Instructions to follow >>
Reproduce word for word the stretch from the line containing "Grounding query — element: concrete sidewalk" through the end of the items, including both ends.

Items from a box labeling dataset
☆ ☆ ☆ ☆
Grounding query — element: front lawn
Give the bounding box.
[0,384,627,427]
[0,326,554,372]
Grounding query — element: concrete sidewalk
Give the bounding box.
☆ ☆ ☆ ☆
Result for this task >>
Grounding query — element: concrete sidewalk
Give the bounding box.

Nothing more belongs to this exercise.